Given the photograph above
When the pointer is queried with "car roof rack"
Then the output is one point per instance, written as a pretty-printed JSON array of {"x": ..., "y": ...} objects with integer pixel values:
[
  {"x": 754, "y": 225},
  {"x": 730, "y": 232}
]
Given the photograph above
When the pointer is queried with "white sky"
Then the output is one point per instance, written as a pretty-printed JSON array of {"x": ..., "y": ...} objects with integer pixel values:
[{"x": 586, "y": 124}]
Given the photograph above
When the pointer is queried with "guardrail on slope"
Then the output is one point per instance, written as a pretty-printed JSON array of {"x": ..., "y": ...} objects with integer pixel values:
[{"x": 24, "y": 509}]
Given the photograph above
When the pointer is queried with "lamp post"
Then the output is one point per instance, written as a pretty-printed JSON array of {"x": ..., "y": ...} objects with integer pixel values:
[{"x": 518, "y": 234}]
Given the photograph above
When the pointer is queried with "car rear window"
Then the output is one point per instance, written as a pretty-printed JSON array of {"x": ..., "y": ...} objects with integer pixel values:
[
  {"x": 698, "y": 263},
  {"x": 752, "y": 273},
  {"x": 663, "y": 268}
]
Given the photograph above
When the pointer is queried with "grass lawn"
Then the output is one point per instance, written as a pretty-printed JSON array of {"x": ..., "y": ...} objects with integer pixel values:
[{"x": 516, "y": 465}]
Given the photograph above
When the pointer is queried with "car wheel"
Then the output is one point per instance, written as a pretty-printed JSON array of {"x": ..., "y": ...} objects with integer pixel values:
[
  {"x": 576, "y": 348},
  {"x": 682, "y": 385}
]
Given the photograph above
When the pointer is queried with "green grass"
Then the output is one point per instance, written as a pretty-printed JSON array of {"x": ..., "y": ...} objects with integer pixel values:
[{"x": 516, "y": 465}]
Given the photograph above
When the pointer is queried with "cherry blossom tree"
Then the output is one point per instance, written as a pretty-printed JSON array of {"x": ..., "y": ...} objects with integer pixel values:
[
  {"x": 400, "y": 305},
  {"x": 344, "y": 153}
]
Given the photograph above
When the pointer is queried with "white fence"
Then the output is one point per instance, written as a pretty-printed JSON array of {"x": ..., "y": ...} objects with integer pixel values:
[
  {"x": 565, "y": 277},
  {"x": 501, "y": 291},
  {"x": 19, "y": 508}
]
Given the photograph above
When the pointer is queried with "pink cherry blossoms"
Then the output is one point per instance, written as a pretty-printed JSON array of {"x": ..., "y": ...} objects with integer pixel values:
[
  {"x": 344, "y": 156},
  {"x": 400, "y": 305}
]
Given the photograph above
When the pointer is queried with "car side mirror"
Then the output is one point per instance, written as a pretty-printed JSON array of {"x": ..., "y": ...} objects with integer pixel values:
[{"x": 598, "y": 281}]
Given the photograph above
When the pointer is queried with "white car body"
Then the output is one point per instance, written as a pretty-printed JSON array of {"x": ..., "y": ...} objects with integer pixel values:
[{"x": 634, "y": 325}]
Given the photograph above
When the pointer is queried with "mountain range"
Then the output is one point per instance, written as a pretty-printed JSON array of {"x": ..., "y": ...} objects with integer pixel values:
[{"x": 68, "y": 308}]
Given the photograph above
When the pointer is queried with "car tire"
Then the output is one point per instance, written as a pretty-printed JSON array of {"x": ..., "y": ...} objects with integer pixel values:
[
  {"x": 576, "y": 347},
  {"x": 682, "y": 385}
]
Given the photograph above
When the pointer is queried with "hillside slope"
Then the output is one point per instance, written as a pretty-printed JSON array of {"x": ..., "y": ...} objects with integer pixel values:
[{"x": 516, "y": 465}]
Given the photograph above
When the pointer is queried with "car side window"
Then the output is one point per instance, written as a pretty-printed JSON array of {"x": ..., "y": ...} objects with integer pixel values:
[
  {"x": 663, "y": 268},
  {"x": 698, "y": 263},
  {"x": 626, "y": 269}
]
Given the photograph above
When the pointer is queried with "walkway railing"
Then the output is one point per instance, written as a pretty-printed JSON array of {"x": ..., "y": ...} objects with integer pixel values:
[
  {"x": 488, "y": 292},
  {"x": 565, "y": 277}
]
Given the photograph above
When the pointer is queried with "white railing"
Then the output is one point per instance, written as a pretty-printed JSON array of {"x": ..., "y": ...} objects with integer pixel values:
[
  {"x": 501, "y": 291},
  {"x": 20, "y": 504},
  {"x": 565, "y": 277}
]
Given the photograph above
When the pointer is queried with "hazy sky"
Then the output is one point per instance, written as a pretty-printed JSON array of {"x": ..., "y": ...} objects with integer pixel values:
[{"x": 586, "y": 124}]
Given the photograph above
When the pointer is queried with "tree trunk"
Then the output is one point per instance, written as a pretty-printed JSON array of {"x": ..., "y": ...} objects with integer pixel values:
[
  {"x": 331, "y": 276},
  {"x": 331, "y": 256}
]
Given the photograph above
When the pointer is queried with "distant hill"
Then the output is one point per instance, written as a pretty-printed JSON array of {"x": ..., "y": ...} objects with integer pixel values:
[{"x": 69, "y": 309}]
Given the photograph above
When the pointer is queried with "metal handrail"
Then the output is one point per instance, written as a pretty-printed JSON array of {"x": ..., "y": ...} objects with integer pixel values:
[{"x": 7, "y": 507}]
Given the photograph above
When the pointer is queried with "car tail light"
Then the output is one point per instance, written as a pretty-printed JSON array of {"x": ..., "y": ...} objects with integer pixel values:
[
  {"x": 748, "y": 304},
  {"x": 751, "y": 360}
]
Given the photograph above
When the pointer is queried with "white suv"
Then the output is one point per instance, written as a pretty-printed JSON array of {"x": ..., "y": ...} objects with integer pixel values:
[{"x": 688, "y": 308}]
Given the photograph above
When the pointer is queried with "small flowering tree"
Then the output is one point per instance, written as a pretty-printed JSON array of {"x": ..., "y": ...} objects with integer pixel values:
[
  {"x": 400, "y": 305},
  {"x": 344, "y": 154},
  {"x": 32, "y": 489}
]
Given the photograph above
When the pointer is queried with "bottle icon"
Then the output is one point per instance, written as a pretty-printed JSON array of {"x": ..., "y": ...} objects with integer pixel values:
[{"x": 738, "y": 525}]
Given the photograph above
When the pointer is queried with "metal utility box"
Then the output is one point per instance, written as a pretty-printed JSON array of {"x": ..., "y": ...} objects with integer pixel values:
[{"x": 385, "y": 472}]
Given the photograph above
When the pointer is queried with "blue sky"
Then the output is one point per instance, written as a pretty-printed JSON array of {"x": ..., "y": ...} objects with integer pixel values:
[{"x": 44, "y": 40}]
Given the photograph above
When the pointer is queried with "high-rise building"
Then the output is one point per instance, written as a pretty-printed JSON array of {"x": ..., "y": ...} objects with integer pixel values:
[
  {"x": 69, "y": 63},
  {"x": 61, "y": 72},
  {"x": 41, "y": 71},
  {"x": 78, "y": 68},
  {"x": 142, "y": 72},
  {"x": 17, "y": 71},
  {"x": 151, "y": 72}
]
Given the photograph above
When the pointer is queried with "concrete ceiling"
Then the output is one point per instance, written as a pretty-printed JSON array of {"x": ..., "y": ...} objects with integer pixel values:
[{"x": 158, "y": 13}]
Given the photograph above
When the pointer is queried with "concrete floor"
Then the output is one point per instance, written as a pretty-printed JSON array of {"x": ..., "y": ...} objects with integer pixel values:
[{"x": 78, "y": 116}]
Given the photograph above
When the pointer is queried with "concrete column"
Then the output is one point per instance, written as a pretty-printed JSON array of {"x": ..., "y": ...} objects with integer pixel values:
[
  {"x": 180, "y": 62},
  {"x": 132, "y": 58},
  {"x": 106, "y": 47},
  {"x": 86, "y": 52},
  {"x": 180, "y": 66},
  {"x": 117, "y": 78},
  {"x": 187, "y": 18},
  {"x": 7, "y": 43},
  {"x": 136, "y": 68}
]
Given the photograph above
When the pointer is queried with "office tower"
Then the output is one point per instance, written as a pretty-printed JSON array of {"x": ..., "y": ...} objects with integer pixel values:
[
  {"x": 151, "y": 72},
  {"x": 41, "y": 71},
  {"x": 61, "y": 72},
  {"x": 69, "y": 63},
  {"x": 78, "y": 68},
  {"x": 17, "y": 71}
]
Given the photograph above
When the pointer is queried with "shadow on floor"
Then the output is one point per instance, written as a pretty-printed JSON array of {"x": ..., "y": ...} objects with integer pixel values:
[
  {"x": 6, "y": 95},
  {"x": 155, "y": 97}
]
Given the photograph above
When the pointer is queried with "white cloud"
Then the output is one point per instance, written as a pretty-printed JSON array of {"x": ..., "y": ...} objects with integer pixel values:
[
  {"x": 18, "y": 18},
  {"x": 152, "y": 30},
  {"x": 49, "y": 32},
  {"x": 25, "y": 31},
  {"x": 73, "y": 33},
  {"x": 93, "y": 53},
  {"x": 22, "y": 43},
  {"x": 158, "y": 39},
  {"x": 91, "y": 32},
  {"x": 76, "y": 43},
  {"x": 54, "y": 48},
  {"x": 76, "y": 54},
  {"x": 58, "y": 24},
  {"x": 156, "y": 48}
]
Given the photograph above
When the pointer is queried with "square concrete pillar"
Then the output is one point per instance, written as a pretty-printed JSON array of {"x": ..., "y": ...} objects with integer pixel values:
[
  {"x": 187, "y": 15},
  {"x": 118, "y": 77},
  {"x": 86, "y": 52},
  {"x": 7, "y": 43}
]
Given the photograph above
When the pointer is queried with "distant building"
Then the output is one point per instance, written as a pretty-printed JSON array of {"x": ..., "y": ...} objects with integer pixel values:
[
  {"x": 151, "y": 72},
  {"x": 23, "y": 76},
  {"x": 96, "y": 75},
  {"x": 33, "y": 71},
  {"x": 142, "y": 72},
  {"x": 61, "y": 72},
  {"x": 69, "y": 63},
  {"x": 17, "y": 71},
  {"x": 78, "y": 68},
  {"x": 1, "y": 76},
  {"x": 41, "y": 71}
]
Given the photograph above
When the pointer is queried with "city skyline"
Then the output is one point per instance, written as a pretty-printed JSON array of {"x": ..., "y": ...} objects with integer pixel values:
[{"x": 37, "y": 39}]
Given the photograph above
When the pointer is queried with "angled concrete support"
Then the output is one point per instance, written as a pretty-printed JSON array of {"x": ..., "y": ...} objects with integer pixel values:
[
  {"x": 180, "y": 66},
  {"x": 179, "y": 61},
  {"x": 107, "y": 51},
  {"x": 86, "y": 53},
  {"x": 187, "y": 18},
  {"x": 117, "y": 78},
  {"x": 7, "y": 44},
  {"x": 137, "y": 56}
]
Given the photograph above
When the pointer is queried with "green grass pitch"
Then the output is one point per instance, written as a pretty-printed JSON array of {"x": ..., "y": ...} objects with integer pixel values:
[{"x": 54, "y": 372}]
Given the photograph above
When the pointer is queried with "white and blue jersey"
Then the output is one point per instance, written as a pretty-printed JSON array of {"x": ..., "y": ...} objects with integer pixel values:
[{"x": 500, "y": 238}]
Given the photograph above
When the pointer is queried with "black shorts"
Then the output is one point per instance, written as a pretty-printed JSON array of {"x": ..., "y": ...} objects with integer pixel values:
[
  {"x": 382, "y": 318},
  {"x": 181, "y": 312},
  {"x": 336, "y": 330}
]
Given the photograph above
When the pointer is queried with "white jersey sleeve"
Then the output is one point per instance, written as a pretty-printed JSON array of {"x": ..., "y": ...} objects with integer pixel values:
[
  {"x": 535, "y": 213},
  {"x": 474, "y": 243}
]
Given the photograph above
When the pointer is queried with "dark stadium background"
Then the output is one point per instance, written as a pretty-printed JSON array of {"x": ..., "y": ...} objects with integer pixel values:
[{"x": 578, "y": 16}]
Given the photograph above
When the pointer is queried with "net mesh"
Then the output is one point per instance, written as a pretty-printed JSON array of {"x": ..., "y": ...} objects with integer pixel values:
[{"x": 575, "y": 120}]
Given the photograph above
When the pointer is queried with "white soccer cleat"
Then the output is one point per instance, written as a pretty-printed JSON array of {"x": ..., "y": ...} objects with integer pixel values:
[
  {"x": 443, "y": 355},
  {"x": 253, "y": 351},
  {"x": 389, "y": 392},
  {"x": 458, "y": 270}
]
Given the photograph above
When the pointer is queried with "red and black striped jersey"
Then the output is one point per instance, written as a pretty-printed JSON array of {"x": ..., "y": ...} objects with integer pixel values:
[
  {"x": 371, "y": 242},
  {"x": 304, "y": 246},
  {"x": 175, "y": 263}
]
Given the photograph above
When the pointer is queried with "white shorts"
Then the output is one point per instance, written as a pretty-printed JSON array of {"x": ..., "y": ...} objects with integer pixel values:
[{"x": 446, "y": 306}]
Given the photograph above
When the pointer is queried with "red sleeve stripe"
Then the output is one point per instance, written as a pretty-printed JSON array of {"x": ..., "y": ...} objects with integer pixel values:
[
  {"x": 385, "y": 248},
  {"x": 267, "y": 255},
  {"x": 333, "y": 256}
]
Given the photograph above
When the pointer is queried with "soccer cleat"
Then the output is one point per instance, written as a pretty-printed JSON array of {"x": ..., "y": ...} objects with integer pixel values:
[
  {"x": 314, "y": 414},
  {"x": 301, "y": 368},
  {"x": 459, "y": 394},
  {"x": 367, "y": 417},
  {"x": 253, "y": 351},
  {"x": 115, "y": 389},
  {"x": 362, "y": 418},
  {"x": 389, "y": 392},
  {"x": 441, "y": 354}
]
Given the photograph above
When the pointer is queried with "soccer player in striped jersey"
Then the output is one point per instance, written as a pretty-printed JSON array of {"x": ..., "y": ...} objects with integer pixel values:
□ □ □
## Short exercise
Filter the entries above, copying each line that contains the word "blue".

## Exercise response
When the pointer is queried with "blue sky"
When the pointer is queried with "white and blue jersey"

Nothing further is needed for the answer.